## Material supplied
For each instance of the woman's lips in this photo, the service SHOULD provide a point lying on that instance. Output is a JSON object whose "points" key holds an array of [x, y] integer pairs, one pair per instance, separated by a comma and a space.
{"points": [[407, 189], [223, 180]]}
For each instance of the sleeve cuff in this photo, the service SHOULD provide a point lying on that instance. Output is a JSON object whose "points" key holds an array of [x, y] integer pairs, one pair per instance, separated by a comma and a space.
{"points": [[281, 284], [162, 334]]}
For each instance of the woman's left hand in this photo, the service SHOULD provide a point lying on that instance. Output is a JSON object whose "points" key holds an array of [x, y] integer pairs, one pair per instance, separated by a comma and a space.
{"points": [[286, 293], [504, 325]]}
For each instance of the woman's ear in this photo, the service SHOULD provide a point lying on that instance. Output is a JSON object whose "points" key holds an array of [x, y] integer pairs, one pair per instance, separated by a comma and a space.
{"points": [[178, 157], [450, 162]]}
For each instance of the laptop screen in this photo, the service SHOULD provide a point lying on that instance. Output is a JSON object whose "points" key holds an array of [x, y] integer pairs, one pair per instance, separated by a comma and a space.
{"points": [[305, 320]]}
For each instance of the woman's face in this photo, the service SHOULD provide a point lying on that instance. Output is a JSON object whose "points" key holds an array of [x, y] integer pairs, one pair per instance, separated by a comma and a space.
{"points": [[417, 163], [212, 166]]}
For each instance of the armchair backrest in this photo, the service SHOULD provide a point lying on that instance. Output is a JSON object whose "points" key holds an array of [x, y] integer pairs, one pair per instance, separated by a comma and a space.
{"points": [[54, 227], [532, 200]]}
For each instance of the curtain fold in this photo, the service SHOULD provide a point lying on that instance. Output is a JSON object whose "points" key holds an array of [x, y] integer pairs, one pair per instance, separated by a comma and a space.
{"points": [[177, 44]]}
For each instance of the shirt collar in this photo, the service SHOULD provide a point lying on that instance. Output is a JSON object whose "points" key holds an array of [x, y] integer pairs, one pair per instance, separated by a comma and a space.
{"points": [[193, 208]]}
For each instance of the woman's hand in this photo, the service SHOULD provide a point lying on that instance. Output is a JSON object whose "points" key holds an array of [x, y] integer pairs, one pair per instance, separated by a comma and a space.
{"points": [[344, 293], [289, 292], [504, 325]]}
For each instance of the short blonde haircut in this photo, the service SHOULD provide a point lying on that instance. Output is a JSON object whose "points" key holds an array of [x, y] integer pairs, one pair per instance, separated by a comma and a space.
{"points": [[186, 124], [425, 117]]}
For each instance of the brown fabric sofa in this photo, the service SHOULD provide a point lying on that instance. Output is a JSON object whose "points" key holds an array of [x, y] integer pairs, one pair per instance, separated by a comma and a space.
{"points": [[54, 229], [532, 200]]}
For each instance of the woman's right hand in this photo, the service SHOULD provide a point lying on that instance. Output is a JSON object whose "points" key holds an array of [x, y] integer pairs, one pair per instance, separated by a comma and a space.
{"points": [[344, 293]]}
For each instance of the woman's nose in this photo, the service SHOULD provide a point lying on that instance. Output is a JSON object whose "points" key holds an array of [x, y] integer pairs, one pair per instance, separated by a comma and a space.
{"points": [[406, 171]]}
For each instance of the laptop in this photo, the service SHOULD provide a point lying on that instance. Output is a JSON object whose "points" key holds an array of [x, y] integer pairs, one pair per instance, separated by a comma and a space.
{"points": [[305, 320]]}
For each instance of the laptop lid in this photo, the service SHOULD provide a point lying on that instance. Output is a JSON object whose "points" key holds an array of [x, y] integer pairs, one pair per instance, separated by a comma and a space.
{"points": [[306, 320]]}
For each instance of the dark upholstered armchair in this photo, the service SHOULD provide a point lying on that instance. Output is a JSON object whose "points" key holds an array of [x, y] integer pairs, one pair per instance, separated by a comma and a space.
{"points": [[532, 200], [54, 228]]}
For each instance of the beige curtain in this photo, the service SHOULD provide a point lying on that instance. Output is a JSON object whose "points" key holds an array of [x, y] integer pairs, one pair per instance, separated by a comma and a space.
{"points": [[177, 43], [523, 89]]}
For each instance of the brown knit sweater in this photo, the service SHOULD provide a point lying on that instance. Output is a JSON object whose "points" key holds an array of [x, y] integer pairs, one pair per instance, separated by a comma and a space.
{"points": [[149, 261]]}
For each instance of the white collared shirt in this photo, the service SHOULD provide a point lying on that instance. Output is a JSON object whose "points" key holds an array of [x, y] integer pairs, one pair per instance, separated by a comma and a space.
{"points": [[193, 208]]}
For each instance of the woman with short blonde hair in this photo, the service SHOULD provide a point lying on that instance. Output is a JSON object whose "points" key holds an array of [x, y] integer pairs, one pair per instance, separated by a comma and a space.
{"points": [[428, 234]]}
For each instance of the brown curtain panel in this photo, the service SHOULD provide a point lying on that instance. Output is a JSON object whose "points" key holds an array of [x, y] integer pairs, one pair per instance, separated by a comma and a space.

## Task requirements
Write out exactly the lines from the line holding "For each instance of the woman with" through the last line of the data, and nothing besides those lines.

## Finished task
For each instance of the woman with short blonde hair in this photo, the service SHOULD provide a point lying on that instance. Output is a JSON object whose "points" key holds an array of [x, y] integer pairs, one pair per instance, separated by a comma and a space.
{"points": [[428, 234]]}
For each instance of the brown curtain panel in this photo, the service SHOULD provide a point lying on that instance. Output is a JSON object whose "points" key holds an array of [x, y] integer pairs, one pair per instance, separated by a comma and a space.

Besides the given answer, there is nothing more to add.